• [Items from a labeling collection]
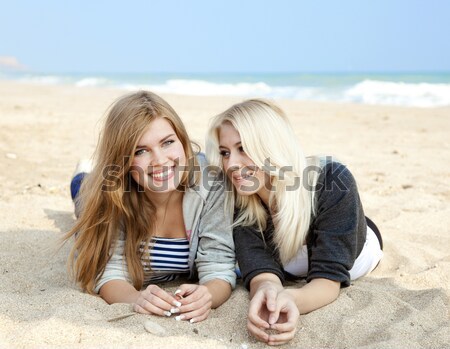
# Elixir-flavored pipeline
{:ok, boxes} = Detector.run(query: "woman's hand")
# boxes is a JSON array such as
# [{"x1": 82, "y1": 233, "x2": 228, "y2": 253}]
[
  {"x1": 267, "y1": 290, "x2": 300, "y2": 345},
  {"x1": 175, "y1": 284, "x2": 212, "y2": 323},
  {"x1": 247, "y1": 281, "x2": 300, "y2": 345},
  {"x1": 133, "y1": 285, "x2": 181, "y2": 316}
]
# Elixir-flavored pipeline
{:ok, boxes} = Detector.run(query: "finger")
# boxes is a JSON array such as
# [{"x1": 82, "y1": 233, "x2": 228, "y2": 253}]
[
  {"x1": 267, "y1": 330, "x2": 295, "y2": 345},
  {"x1": 179, "y1": 294, "x2": 212, "y2": 314},
  {"x1": 143, "y1": 285, "x2": 181, "y2": 310},
  {"x1": 248, "y1": 293, "x2": 270, "y2": 328},
  {"x1": 247, "y1": 320, "x2": 269, "y2": 343},
  {"x1": 264, "y1": 288, "x2": 278, "y2": 312},
  {"x1": 270, "y1": 309, "x2": 300, "y2": 332},
  {"x1": 173, "y1": 284, "x2": 197, "y2": 298},
  {"x1": 189, "y1": 308, "x2": 211, "y2": 324},
  {"x1": 183, "y1": 305, "x2": 211, "y2": 324},
  {"x1": 133, "y1": 303, "x2": 151, "y2": 314},
  {"x1": 133, "y1": 299, "x2": 172, "y2": 316}
]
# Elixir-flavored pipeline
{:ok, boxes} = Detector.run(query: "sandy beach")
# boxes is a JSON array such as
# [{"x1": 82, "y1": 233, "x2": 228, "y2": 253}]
[{"x1": 0, "y1": 81, "x2": 450, "y2": 348}]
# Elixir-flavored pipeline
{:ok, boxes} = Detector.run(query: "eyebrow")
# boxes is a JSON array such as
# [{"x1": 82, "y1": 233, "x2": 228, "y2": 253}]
[{"x1": 136, "y1": 133, "x2": 175, "y2": 149}]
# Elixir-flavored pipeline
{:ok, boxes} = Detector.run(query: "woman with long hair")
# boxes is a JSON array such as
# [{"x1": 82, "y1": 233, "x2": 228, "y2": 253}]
[
  {"x1": 65, "y1": 91, "x2": 235, "y2": 322},
  {"x1": 206, "y1": 99, "x2": 383, "y2": 345}
]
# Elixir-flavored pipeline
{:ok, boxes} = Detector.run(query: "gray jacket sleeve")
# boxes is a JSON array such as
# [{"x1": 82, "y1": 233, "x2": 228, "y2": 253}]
[
  {"x1": 195, "y1": 182, "x2": 236, "y2": 288},
  {"x1": 306, "y1": 162, "x2": 367, "y2": 287},
  {"x1": 233, "y1": 218, "x2": 285, "y2": 289},
  {"x1": 94, "y1": 234, "x2": 131, "y2": 293}
]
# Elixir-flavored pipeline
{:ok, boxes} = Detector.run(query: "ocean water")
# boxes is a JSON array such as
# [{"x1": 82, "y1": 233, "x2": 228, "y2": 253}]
[{"x1": 0, "y1": 72, "x2": 450, "y2": 108}]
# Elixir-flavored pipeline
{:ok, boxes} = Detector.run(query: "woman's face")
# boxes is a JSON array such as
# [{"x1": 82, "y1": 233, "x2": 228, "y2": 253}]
[
  {"x1": 130, "y1": 117, "x2": 186, "y2": 194},
  {"x1": 219, "y1": 122, "x2": 270, "y2": 205}
]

• [Task objective]
Please identify and copy every line of the data above that contains the string "woman". Case counts when matching.

• [Exercise response]
{:ok, boxes} = Detector.run(query: "woman's hand")
{:ok, boxes} = Detector.run(query: "woman with long hair")
{:ok, boxes} = Detector.run(query: "woman's face")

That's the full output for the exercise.